[Region pointing data]

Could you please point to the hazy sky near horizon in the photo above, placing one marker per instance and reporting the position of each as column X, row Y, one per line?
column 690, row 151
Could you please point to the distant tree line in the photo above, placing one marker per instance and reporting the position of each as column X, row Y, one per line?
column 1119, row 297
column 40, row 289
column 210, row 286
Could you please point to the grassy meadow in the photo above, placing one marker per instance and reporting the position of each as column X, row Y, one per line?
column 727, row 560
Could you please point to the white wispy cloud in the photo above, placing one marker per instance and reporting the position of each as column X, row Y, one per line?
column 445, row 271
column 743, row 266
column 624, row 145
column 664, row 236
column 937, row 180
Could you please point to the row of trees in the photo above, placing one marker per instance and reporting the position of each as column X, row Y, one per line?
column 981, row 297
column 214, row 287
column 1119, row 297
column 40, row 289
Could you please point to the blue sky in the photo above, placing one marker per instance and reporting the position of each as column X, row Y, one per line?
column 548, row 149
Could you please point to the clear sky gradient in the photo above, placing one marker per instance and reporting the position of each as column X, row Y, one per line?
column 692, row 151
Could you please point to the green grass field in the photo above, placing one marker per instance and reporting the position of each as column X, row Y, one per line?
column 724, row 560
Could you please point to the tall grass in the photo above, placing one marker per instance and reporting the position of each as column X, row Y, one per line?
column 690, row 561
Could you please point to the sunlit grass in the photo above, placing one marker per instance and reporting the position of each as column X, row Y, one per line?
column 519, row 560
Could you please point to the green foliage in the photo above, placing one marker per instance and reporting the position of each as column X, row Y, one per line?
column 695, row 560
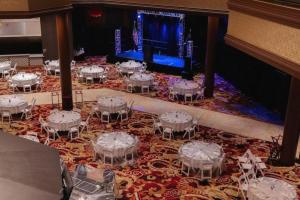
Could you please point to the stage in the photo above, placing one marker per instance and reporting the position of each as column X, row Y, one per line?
column 163, row 60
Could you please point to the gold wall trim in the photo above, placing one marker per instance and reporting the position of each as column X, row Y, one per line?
column 275, row 12
column 276, row 61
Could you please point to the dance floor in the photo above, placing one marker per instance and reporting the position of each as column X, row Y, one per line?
column 155, row 173
column 227, row 99
column 158, row 59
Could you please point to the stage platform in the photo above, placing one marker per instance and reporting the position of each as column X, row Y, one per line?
column 157, row 59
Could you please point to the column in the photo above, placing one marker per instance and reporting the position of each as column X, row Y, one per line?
column 292, row 126
column 212, row 34
column 63, row 38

YOUR ASSIGNMENT:
In the copy, leave out the pictures and restate the records exactly.

SOLUTION FOR THIS PROBLEM:
Could you please point to the hazy sky near horizon in the photo above, placing one marker per instance and reporting the position of each as column X, row Y, one per line?
column 690, row 151
Could you please point to the distant tree line in the photo above, placing one marker per instance and reporting the position of each as column X, row Y, one per line?
column 1119, row 297
column 40, row 289
column 210, row 286
Could you please point to the grassy meadow in the photo above, placing one marker per instance and reporting the position of each as column X, row Y, one per line?
column 727, row 560
Could you please point to the white wispy cloud in the photo above, placing one marker per instance and reporting the position of each as column X, row Y, one per line?
column 445, row 271
column 743, row 266
column 624, row 145
column 664, row 236
column 937, row 180
Could you please point to the row of trees in the photo above, placing one marker per instance and reporting the position of each as column X, row Y, one per line?
column 981, row 297
column 214, row 287
column 1119, row 297
column 40, row 289
Could you please point to the blue sky in the photo above, placing one marker per instance and reporting the position of each as column X, row Y, one per line?
column 548, row 149
Could you please point to the clear sky gradient in the photo above, placing one marker per instance and reporting the position of each as column X, row Y, one per line?
column 692, row 151
Could you please point to the green grass field in the photo above, placing one marker per instance and reporting the position of each as column X, row Y, one per line?
column 724, row 560
Could you please point to the tall grass in the photo above, placing one marker per instance and reporting the position of each as column X, row Y, one per line?
column 690, row 561
Could you please point to the sunlit grass in the photo above, placing one marker per instance and reporting the position of each as column X, row Y, one per line?
column 519, row 560
Could you please point to the green foliage in the photo above, placing one marker per instance and reporting the position of each as column X, row Y, one per line?
column 695, row 560
Could you please point to the stage in the photo above, placing one marker per instance and reporting the position of each as column X, row Y, one per line?
column 163, row 60
Could you please point to the gold wall trim in the photo above, placing one marker per instance and reporting the position of each as column X, row Y, one per line?
column 275, row 12
column 276, row 61
Could you please point to the dance floor in the photo above, placing one marker per instance and reporting the position of each as column X, row Y, one per line?
column 155, row 173
column 227, row 99
column 158, row 59
Could you please point to the stage platform in the photo above, placing one marker per instance and reporting the position of each as column X, row Y, one per line?
column 157, row 59
Could you please point to the column in the photo above, placing one marker per instance and reporting the position of each as column X, row Y, one per line?
column 292, row 126
column 212, row 34
column 63, row 38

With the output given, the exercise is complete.